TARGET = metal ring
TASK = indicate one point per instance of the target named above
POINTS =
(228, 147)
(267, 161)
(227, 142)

○ ○ ○ ○ ○ ○ ○

Your reply must reproduce all records above exactly.

TARGET = metal ring
TASK = indicate one point per instance of the target named above
POINTS =
(228, 147)
(267, 161)
(227, 142)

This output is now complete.